> **Dataset records**:
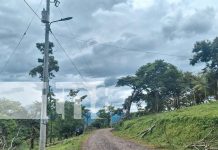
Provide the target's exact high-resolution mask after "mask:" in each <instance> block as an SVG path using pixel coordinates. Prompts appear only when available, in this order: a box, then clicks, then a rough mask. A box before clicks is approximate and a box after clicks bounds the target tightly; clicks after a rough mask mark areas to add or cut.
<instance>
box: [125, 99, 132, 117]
mask: <svg viewBox="0 0 218 150" xmlns="http://www.w3.org/2000/svg"><path fill="white" fill-rule="evenodd" d="M131 105H132V101H129V102H128V106H127V109H126V114H125V118H126V119H128V118H129V117H130V109H131Z"/></svg>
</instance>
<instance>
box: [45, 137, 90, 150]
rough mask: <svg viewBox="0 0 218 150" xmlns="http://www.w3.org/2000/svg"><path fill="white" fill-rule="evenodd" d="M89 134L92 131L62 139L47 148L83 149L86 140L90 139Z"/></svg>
mask: <svg viewBox="0 0 218 150" xmlns="http://www.w3.org/2000/svg"><path fill="white" fill-rule="evenodd" d="M89 135H90V133H87V134H83V135H80V136H77V137H73V138H70V139H67V140H64V141H61V142H59V143H58V144H56V145H54V146H51V147H48V148H47V150H80V149H82V145H83V143H84V141H86V140H87V139H88V137H89Z"/></svg>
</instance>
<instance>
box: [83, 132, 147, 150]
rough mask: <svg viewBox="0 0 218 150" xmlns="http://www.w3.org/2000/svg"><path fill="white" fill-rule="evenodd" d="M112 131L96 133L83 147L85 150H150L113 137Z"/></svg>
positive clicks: (114, 137) (129, 141) (91, 136)
mask: <svg viewBox="0 0 218 150" xmlns="http://www.w3.org/2000/svg"><path fill="white" fill-rule="evenodd" d="M111 130H112V129H101V130H97V131H95V132H94V133H93V134H92V135H91V136H90V137H89V139H88V141H86V143H85V144H84V145H83V150H148V149H147V148H145V147H143V146H140V145H137V144H135V143H133V142H130V141H126V140H123V139H121V138H118V137H115V136H113V135H112V133H111Z"/></svg>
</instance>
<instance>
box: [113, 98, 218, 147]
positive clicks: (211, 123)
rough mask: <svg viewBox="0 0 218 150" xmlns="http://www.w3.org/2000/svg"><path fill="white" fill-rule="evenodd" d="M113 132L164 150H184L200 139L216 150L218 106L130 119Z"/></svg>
mask: <svg viewBox="0 0 218 150" xmlns="http://www.w3.org/2000/svg"><path fill="white" fill-rule="evenodd" d="M116 129H117V130H116V132H115V134H116V135H118V136H121V137H124V138H129V139H133V140H135V141H138V142H142V143H144V144H147V145H155V146H156V147H162V148H167V149H185V148H186V147H187V146H188V145H191V144H197V142H198V141H200V140H202V139H203V141H204V142H205V143H207V144H208V145H210V146H212V147H217V143H216V141H215V139H217V137H218V134H217V133H218V102H211V103H210V104H202V105H198V106H193V107H189V108H183V109H180V110H177V111H173V112H165V113H160V114H152V115H147V116H143V117H139V118H134V119H132V120H128V121H124V122H122V123H120V124H119V125H118V126H117V128H116ZM143 131H144V133H143ZM203 141H202V142H203Z"/></svg>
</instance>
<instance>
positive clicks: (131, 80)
mask: <svg viewBox="0 0 218 150" xmlns="http://www.w3.org/2000/svg"><path fill="white" fill-rule="evenodd" d="M140 82H141V81H140V79H139V78H137V77H136V76H127V77H123V78H120V79H119V80H118V82H117V85H116V86H117V87H120V86H128V87H130V88H131V89H132V90H133V91H132V94H131V96H129V97H128V98H126V99H125V102H124V105H123V108H124V109H125V110H126V114H125V118H129V116H130V109H131V105H132V103H137V102H138V101H140V100H141V98H142V97H143V93H142V91H143V87H142V86H141V83H140Z"/></svg>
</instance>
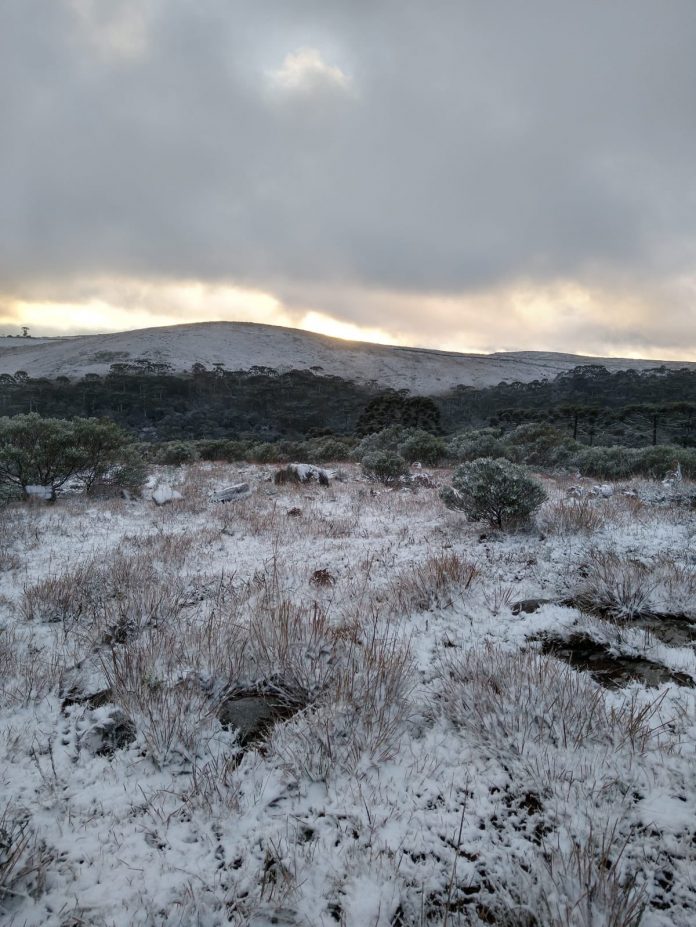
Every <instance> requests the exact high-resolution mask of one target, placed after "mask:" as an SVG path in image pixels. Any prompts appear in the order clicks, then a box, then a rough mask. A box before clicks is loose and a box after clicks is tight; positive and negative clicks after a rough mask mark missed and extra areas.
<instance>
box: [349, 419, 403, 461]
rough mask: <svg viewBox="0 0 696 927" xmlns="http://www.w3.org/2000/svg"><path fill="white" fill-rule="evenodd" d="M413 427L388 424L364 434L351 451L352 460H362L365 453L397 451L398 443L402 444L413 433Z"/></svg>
mask: <svg viewBox="0 0 696 927" xmlns="http://www.w3.org/2000/svg"><path fill="white" fill-rule="evenodd" d="M413 431H414V429H412V428H405V427H404V426H403V425H390V426H389V428H383V429H382V430H381V431H375V432H373V433H372V434H369V435H366V436H365V437H364V438H363V439H362V441H360V443H359V444H358V445H357V446H356V447H355V449H354V450H353V452H352V453H351V457H352V458H353V460H357V461H360V462H362V459H363V457H365V455H366V454H375V453H377V451H390V452H391V453H393V454H396V453H397V449H398V447H399V445H400V444H403V442H404V441H406V440H407V439H408V438H410V437H411V436H412V434H413Z"/></svg>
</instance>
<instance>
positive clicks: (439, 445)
mask: <svg viewBox="0 0 696 927" xmlns="http://www.w3.org/2000/svg"><path fill="white" fill-rule="evenodd" d="M398 452H399V454H400V455H401V456H402V457H403V458H404V460H407V461H408V462H409V463H413V462H414V461H416V460H418V461H420V462H421V463H423V464H425V465H426V466H428V467H436V466H437V465H438V464H439V463H440V461H441V460H442V459H443V457H445V456H446V454H447V447H446V445H445V442H444V441H443V440H442V438H438V437H436V436H435V435H431V434H430V432H428V431H418V432H417V433H416V434H413V435H411V436H410V437H408V438H406V440H405V441H402V442H401V444H399V446H398Z"/></svg>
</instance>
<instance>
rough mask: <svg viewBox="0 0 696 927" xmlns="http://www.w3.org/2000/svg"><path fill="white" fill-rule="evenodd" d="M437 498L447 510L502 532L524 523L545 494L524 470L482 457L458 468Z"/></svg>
mask: <svg viewBox="0 0 696 927" xmlns="http://www.w3.org/2000/svg"><path fill="white" fill-rule="evenodd" d="M440 496H441V498H442V500H443V502H444V503H445V505H446V506H447V507H448V508H451V509H458V510H460V511H463V512H465V513H466V515H467V516H468V517H469V518H471V519H473V520H474V521H486V522H488V524H489V525H491V526H492V527H494V528H501V529H502V528H506V527H510V526H512V525H514V524H520V523H523V522H525V521H527V520H528V519H529V517H530V515H532V513H533V512H535V511H536V509H538V508H539V506H540V505H541V503H542V502H544V500H545V499H546V492H545V490H544V488H543V486H542V485H541V484H540V483H539V482H538V481H537V480H535V479H534V478H533V477H531V476H530V475H529V474H528V473H527V471H526V470H525V469H524V467H520V466H518V465H517V464H513V463H510V462H509V461H507V460H492V459H491V458H490V457H482V458H480V459H479V460H474V461H472V462H471V463H466V464H463V466H461V467H459V468H458V469H457V470H456V471H455V473H454V476H453V477H452V486H451V487H449V486H448V487H446V488H445V489H443V490H442V491H441V493H440Z"/></svg>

> **Work order**:
The records above are to be copied exactly, with no pictures carried over.

> **Task answer**:
Provide the target's exact high-resolution mask after "mask:" in each <instance> block as an SVG path using pixel coordinates. Prompts appear only when available, in this order: a box, then clicks, then a rough mask. A box before clicks is approximate and a box after clicks bounds the target tightly; clicks after a rough mask mark areas to add or cut.
<instance>
box: [125, 99, 132, 117]
mask: <svg viewBox="0 0 218 150" xmlns="http://www.w3.org/2000/svg"><path fill="white" fill-rule="evenodd" d="M131 105H132V101H129V102H128V106H127V109H126V114H125V118H126V119H128V118H129V117H130V109H131Z"/></svg>
</instance>
<instance>
box: [45, 137, 90, 150]
rough mask: <svg viewBox="0 0 218 150" xmlns="http://www.w3.org/2000/svg"><path fill="white" fill-rule="evenodd" d="M89 134L92 131L62 139L47 148L83 149L86 140L90 139Z"/></svg>
mask: <svg viewBox="0 0 218 150" xmlns="http://www.w3.org/2000/svg"><path fill="white" fill-rule="evenodd" d="M89 135H90V133H87V134H83V135H80V136H77V137H73V138H70V139H67V140H64V141H61V142H59V143H58V144H56V145H54V146H51V147H48V148H47V150H80V149H82V145H83V143H84V141H86V140H87V139H88V137H89Z"/></svg>
</instance>
<instance>
box: [83, 132, 147, 150]
rough mask: <svg viewBox="0 0 218 150" xmlns="http://www.w3.org/2000/svg"><path fill="white" fill-rule="evenodd" d="M112 131L96 133L83 147L85 150H150L113 137Z"/></svg>
positive clicks: (114, 137) (129, 141) (91, 136)
mask: <svg viewBox="0 0 218 150" xmlns="http://www.w3.org/2000/svg"><path fill="white" fill-rule="evenodd" d="M111 130H112V129H101V130H97V131H95V132H94V133H93V134H92V135H91V136H90V137H89V139H88V141H86V143H85V144H84V145H83V150H148V149H147V148H145V147H143V146H140V145H137V144H135V143H133V142H130V141H126V140H123V139H121V138H118V137H115V136H113V135H112V133H111Z"/></svg>
</instance>
<instance>
box: [113, 98, 218, 147]
positive clicks: (211, 123)
rough mask: <svg viewBox="0 0 218 150" xmlns="http://www.w3.org/2000/svg"><path fill="white" fill-rule="evenodd" d="M113 132L164 150H184L200 139L216 150L218 106L130 119Z"/></svg>
mask: <svg viewBox="0 0 218 150" xmlns="http://www.w3.org/2000/svg"><path fill="white" fill-rule="evenodd" d="M116 129H117V130H116V132H115V134H116V135H118V136H121V137H124V138H129V139H133V140H135V141H138V142H142V143H144V144H147V145H155V146H156V147H162V148H167V149H185V148H186V147H187V146H188V145H191V144H197V142H198V141H200V140H202V139H203V141H204V142H205V143H207V144H208V145H210V146H212V147H217V143H216V141H215V139H217V137H218V134H217V133H218V102H211V103H210V104H202V105H198V106H193V107H189V108H183V109H180V110H177V111H173V112H165V113H160V114H152V115H147V116H143V117H139V118H134V119H132V120H128V121H124V122H122V123H120V124H119V125H118V126H117V128H116ZM143 131H144V133H143ZM203 141H202V142H203Z"/></svg>
</instance>
<instance>
positive clicks: (131, 80)
mask: <svg viewBox="0 0 218 150" xmlns="http://www.w3.org/2000/svg"><path fill="white" fill-rule="evenodd" d="M140 82H141V81H140V79H139V78H137V77H136V76H127V77H123V78H120V79H119V80H118V82H117V85H116V86H117V87H120V86H128V87H130V88H131V89H132V90H133V91H132V94H131V96H129V97H128V98H126V99H125V102H124V105H123V108H124V109H125V110H126V114H125V118H129V116H130V109H131V105H132V103H137V102H138V101H140V100H141V98H142V97H143V93H142V91H143V87H142V86H141V83H140Z"/></svg>
</instance>
Every <instance> requests the exact high-resolution mask of one target, placed after "mask:" as an SVG path in image pixels. Any prompts appear in the order clicks, then a box, then a rough mask. A box before clicks is loose and a box after clicks is tight; positive and negative clicks after a rough mask mark missed and extra areas.
<instance>
box: [349, 419, 403, 461]
rough mask: <svg viewBox="0 0 696 927" xmlns="http://www.w3.org/2000/svg"><path fill="white" fill-rule="evenodd" d="M413 427L388 424L364 434L351 451L352 460H362L365 453L397 451L398 443L402 444L413 433Z"/></svg>
mask: <svg viewBox="0 0 696 927" xmlns="http://www.w3.org/2000/svg"><path fill="white" fill-rule="evenodd" d="M413 431H414V429H412V428H405V427H404V426H403V425H390V426H389V428H383V429H382V430H381V431H375V432H373V433H372V434H369V435H366V436H365V437H364V438H363V439H362V441H360V443H359V444H358V445H357V446H356V447H355V449H354V450H353V452H352V453H351V457H352V458H353V460H357V461H360V462H362V459H363V457H365V455H366V454H375V453H377V451H390V452H391V453H393V454H396V453H397V449H398V447H399V445H400V444H403V442H404V441H406V440H407V439H408V438H410V437H411V436H412V434H413Z"/></svg>
</instance>
<instance>
positive clicks: (439, 445)
mask: <svg viewBox="0 0 696 927" xmlns="http://www.w3.org/2000/svg"><path fill="white" fill-rule="evenodd" d="M398 452H399V454H400V455H401V456H402V457H403V458H404V460H407V461H408V462H409V463H413V462H414V461H416V460H418V461H420V462H421V463H423V464H425V465H426V466H428V467H436V466H437V465H438V464H439V463H440V461H441V460H442V459H443V457H445V456H446V454H447V447H446V445H445V442H444V441H443V440H442V438H438V437H436V436H435V435H431V434H430V432H428V431H418V432H417V433H416V434H413V435H411V436H410V437H408V438H406V440H405V441H402V442H401V444H399V446H398Z"/></svg>
</instance>
<instance>
rough mask: <svg viewBox="0 0 696 927" xmlns="http://www.w3.org/2000/svg"><path fill="white" fill-rule="evenodd" d="M437 498L447 510L502 532L524 523L545 494L524 470L482 457L458 468Z"/></svg>
mask: <svg viewBox="0 0 696 927" xmlns="http://www.w3.org/2000/svg"><path fill="white" fill-rule="evenodd" d="M440 496H441V498H442V500H443V502H444V503H445V505H446V506H447V507H448V508H451V509H458V510H460V511H463V512H465V513H466V515H467V516H468V517H469V518H471V519H473V520H474V521H486V522H488V524H489V525H491V526H492V527H494V528H501V529H502V528H506V527H510V526H512V525H514V524H520V523H523V522H525V521H527V520H528V519H529V517H530V515H532V513H533V512H535V511H536V509H538V508H539V506H540V505H541V503H542V502H544V500H545V499H546V492H545V490H544V488H543V486H542V485H541V484H540V483H539V482H538V481H537V480H535V479H534V478H533V477H531V476H530V475H529V474H528V473H527V471H526V470H525V469H524V467H520V466H518V465H517V464H513V463H510V462H509V461H507V460H492V459H491V458H490V457H482V458H480V459H479V460H474V461H472V462H471V463H466V464H463V466H461V467H459V468H458V469H457V470H456V471H455V473H454V476H453V477H452V486H451V487H449V486H448V487H446V488H445V489H443V490H442V491H441V493H440Z"/></svg>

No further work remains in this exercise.